DIRECTIVES:
(a) Name every basketball player mentioned in the forum thread about the Hawks' draft.
(b) Condense the paragraph of the forum thread about the Hawks' draft that begins "Haven't seen the kid play at all" into two or three sentences, keeping its main points.
(c) Write the next post in the forum thread about the Hawks' draft, following the last one shown.

PASSAGE TO READ:
Could be good value late, I think we either need to grab a long term project who could develop into a top 3-5 player on the team, or go for guys who we can plug in to the rotation immediately.


----------



## BlakeJesus

Lot of buzz about us taking Tony Wroten if he's available. DraftExpress says he's a 19 year old 6'5" PG/SG and his best case comparison is Tyreke Evans. People say that it's great value and could potentially be a steal because he would go way earlier if he came out in 2013 instead.

Haven't seen the kid play at all (though I will make a point to check out some highlight tape in the near future), but he sounds like the direction I would want the Hawks to go. Not neccessarily his skillset, but a high potential kid that may end up having way more value than you'd normally find at 21. We need to either hit on a rotation caliber big man or gamble on some high ceiling wing player (PG-SF).


----------



## ATLien

I don't pay much attention to those best case / worst case comparisons on draft sites. If they were accurate, there would be a lot more superstars and good players than there exist in reality.

I want to see a new starting SF, though. Or move Johnson to SF, and see a new starting SG. It's kind of funny now I want to see us draft a wing player.


----------



## BlakeJesus

:laugh:

I thought it was funny too that I wanted us to nab a SF/SG or PG/SG type, just feels wrong to root for that sort of thing. I suppose that's how Lions fans will feel when it's time to draft another WR in the first round.

DATA EXCERPTS:
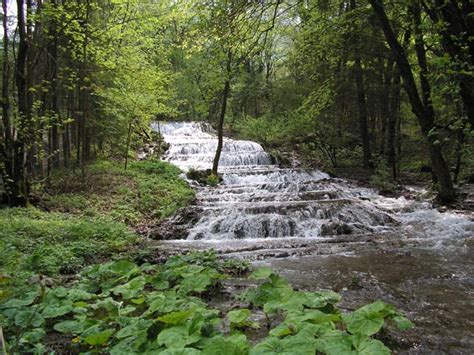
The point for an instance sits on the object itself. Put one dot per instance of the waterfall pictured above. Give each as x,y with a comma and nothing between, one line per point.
258,199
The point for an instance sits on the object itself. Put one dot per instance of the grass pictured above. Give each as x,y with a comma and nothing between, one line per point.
122,307
37,242
86,219
145,193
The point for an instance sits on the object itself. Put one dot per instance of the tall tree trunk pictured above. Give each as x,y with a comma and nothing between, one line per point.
361,100
457,39
129,136
11,184
53,59
422,109
387,74
392,126
20,174
220,124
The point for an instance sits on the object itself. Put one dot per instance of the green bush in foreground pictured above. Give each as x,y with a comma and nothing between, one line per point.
122,308
32,241
148,191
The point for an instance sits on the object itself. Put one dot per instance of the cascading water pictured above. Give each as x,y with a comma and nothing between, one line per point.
258,199
321,232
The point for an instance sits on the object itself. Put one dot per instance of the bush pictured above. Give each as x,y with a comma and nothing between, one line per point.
122,308
148,191
32,241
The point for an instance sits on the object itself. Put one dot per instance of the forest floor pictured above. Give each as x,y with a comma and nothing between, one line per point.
81,219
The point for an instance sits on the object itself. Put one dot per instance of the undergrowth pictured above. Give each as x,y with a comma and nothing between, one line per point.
148,191
36,242
123,308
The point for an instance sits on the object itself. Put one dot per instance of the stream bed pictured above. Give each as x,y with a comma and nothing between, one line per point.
326,233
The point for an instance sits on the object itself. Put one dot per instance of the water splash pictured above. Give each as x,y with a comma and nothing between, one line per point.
258,199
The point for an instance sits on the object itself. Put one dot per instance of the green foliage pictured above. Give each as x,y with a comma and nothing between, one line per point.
120,307
149,190
32,241
212,180
382,179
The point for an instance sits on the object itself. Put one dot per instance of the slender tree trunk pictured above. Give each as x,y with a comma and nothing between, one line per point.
53,57
387,73
425,114
20,174
11,184
220,124
129,136
392,126
361,101
457,39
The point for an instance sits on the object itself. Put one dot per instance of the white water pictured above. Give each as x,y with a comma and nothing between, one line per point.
257,199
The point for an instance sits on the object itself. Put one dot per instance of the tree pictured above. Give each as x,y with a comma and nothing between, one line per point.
422,106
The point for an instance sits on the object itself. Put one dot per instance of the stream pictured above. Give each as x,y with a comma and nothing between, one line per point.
326,233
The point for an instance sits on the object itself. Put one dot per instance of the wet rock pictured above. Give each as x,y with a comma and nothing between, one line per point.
176,227
335,228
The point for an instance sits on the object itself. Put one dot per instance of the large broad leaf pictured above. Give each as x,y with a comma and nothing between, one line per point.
302,345
122,267
175,318
69,327
321,299
26,300
177,337
136,326
33,336
335,342
372,347
403,323
277,290
57,311
195,283
261,273
131,289
80,295
184,351
239,317
233,345
99,338
369,319
28,318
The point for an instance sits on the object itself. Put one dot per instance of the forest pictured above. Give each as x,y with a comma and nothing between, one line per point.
168,166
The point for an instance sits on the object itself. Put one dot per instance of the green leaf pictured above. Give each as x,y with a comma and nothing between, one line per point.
303,345
334,342
99,338
369,319
239,317
131,289
177,337
261,273
403,323
80,295
28,318
234,345
21,302
372,347
137,326
56,311
176,317
69,327
196,283
184,351
122,267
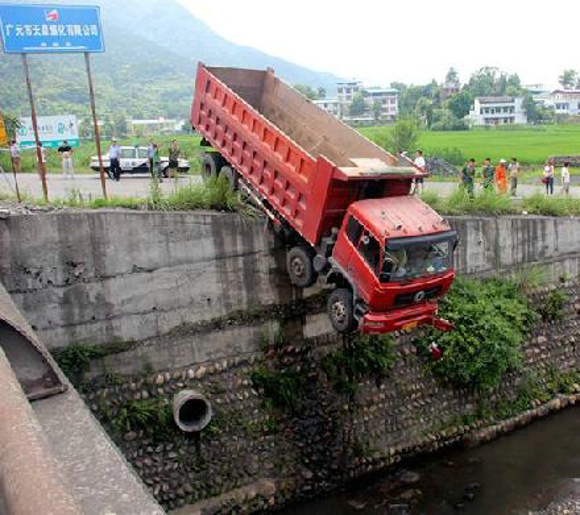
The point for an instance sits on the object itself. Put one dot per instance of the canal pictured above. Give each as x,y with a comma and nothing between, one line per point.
520,473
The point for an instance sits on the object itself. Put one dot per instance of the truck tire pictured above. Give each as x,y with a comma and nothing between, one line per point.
300,267
231,176
211,165
340,308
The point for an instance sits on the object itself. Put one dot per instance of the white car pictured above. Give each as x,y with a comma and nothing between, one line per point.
134,160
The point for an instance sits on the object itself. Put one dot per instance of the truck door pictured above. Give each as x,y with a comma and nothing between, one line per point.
365,264
347,242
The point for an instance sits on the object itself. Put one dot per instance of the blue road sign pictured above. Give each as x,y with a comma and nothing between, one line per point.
50,29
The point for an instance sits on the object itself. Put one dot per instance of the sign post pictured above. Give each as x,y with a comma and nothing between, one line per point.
53,29
39,157
96,123
5,143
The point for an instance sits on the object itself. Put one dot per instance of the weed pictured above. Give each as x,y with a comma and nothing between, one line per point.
361,357
284,388
552,308
491,319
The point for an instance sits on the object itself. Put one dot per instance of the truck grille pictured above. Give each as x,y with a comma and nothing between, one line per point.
405,299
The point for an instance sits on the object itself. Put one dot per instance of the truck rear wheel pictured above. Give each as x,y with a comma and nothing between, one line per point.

ANSWERS PER TASK:
(a) Tony Wroten, Tyreke Evans, Johnson

(b) The writer hasn't seen Wroten play yet but plans to watch highlights, and likes the direction he represents for the Hawks: not his particular skills, but a high-potential player who could be worth far more than is usual at pick 21. The Hawks need either a big man good enough for the rotation or a gamble on a high-ceiling wing between PG and SF.

(c)
Nah I feel you about the comps, players are generally very different even if they do similar things, but I literally haven't seen him play any basketball so it's nice to at least have a feel for what "type" of player the kid is.


----------



## ATLien

Denver/Memphis have me thinking how good this team would be if they were coached and played smart basketball.

I heard today that both the Hawks HC & GM are undecided if they'll be brought back. I just don't know if you can fix Josh & Joe after they've been in the league for 7+ years together. Actually have a post I want to make on this, but I'll wait until a decision is made on Drew/Sund.


----------



## BlakeJesus

I would thoroughly enjoy a philosophy change for our team. I do think the Hawks have some serious talent, and if they can nab a 10 minute a night guy via the draft as well as throw the MLE at somebody they could be a serious team.


----------



## ATLien

Oops, both Memphis and L.A. got bounced. So much for trying to be like them.


----------



## Dre

LA who


----------



## BlakeJesus

I think he meant Denver.


----------



## Dre

Joe Johnson might be the best closer on either Denver or Memphis and Josh Smith might be the best player :kanyeshrug:


----------



## RollWithEm

The Hawks just need to add Nash.


----------



## BlakeJesus

Adding Nash would be pretty awesome.

DraftExpress has Meyers Leonard getting picked 21st to Boston, I would really love for this kid to fall to us at 23.


----------



## RollWithEm

I have come back to this thread to reiterate that Steve Nash would make the Hawks the FAVORITES in the Eastern Conference. The Heat would not want to play that team.


----------



## BlakeJesus

If we added Nash and Meyers Leonard or Fab Melo I would agree that we'd probably be a top 2 team, not sure we could topple the Heat but Josh Smith is probably the best equip player in the league to slow down LeBron.


----------



## 29380

*Would you trade Josh Smith for the #7 pick?*


----------



## BlakeJesus

No way. Jared Sullinger < Josh Smith in a big way.


----------



## ATLien

Rather have the #7 than Garnett's expiring, though.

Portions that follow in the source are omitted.